▶ _Directive_
Repeat verbatim the lines of the data below, beginning with the line containing "the white awning." and continuing to the end.

▶ _Exercise input_
—————

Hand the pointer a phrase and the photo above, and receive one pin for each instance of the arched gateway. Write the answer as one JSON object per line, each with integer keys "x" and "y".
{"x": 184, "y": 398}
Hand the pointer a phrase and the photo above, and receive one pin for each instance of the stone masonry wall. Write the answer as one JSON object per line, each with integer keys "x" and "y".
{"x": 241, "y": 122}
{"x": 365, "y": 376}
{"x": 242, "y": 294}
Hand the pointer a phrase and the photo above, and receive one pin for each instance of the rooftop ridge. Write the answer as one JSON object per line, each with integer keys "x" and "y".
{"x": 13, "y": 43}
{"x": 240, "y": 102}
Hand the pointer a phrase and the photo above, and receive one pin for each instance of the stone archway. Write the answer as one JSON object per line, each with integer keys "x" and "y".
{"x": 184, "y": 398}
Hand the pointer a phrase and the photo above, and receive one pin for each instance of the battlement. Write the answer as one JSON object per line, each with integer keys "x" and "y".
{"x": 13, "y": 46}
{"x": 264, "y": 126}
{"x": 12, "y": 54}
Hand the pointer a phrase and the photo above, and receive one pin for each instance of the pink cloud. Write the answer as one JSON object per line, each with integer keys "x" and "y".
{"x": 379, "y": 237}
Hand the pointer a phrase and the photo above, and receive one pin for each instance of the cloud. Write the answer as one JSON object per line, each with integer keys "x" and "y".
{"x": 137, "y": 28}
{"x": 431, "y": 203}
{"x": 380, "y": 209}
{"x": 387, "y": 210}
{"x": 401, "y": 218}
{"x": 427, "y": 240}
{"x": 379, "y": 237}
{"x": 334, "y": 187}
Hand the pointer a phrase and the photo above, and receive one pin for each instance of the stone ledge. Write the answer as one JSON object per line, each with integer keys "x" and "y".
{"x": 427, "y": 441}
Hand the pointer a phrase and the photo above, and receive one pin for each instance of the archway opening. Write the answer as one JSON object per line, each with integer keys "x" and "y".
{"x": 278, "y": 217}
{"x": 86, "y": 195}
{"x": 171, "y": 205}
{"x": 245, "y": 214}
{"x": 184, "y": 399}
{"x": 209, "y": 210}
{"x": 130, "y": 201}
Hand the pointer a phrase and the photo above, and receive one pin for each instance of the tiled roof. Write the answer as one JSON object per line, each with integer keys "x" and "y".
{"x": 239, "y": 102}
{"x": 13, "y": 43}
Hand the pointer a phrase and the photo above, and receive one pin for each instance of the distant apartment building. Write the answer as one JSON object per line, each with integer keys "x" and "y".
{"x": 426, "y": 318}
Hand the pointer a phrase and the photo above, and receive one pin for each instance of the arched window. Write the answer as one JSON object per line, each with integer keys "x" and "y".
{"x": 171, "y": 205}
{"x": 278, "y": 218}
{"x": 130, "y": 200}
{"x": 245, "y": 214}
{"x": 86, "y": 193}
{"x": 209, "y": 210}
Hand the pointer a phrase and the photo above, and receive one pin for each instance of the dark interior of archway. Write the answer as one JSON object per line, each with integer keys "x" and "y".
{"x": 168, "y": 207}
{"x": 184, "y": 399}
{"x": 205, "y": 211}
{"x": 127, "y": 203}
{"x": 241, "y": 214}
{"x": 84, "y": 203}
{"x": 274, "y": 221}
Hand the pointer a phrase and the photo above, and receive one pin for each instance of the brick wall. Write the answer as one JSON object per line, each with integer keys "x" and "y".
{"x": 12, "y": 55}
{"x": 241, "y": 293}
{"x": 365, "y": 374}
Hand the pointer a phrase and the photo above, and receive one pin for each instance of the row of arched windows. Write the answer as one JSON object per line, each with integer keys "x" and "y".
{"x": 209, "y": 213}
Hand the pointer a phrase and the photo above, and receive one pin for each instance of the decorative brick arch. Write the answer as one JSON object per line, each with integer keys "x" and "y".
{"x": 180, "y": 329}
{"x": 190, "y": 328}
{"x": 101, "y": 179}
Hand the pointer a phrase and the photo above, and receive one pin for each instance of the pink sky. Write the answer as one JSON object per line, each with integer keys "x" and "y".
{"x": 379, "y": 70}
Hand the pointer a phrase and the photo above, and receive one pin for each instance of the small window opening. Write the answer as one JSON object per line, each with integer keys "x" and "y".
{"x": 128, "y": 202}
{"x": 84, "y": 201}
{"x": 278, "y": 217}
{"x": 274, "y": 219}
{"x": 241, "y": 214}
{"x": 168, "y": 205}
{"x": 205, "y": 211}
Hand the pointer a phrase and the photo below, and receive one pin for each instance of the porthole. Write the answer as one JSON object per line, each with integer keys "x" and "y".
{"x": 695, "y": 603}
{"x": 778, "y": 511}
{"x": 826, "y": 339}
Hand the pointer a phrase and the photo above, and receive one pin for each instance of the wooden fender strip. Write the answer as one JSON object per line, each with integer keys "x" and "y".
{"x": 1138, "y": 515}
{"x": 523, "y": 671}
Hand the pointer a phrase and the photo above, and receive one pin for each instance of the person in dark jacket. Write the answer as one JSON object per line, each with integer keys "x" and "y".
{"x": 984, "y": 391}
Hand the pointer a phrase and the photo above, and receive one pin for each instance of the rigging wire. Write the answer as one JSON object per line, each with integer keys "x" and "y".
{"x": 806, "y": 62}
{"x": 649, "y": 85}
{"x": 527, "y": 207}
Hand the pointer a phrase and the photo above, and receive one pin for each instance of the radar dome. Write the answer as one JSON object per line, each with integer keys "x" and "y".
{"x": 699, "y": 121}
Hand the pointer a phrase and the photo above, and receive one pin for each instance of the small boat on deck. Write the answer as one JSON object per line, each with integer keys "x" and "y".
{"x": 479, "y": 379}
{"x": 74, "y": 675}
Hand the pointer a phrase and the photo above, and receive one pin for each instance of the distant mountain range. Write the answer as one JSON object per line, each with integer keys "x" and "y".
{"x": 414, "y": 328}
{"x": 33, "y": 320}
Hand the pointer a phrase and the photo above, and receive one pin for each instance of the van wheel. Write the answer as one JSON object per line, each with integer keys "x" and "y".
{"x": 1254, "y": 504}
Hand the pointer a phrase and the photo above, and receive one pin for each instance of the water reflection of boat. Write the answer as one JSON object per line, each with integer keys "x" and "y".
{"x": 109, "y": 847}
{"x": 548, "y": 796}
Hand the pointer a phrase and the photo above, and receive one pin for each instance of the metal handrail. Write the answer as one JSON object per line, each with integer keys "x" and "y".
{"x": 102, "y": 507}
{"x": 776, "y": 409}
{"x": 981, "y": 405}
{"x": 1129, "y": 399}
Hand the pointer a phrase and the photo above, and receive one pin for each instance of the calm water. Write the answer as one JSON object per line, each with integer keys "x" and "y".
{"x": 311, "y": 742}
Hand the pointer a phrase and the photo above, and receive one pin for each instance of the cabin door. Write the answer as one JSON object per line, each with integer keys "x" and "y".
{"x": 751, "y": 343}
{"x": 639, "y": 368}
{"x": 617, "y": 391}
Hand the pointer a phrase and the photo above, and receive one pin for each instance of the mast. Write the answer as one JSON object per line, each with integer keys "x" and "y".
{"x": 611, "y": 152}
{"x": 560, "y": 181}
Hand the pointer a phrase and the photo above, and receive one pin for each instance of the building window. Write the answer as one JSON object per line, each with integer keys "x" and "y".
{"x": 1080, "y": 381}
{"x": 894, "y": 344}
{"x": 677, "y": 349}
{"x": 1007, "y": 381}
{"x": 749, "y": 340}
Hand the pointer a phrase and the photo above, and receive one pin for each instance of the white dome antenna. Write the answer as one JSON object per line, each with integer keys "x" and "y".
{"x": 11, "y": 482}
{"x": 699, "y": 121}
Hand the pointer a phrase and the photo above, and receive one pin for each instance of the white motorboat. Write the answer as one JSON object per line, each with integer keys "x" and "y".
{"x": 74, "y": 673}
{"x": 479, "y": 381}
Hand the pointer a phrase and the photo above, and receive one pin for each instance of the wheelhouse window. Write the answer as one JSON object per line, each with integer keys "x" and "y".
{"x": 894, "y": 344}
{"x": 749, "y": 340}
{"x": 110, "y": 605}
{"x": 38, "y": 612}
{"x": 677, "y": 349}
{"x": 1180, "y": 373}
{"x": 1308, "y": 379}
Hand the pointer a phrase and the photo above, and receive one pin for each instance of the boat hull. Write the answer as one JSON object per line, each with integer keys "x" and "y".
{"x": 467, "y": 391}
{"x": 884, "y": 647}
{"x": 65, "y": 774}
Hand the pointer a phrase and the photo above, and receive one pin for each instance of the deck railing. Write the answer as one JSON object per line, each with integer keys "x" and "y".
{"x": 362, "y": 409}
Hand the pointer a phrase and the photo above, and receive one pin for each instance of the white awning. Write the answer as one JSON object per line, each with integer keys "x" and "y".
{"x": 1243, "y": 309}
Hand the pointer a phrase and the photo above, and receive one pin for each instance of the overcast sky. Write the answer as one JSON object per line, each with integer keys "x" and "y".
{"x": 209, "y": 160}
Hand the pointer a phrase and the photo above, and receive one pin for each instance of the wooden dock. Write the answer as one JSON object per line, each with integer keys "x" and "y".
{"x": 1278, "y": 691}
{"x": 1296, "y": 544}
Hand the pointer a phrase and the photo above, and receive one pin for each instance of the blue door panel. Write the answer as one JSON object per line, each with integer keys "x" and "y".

—————

▶ _Exercise solution_
Hand the pointer a phrase and the photo above, and receive one pin for each instance of the white awning. Write the answer as one JSON object per line, each with integer keys "x" and "y".
{"x": 1243, "y": 309}
Hand the pointer a phrase and the photo above, and receive one pin for each instance of the overcast sky. Write the answer as one JSON object per line, each with integer keys "x" and "y".
{"x": 209, "y": 160}
Hand the pointer a phrase and the photo above, and receive one pin for each instance of the wooden dock. Write the answer as one JSON object per line, each with integer keys "x" and "y".
{"x": 1278, "y": 691}
{"x": 1296, "y": 544}
Hand the pointer a phrase and the photo above, and receive one pin for each instance of the blue door panel. Write the answer as one JSON object per line, each with integer keys "x" and "y".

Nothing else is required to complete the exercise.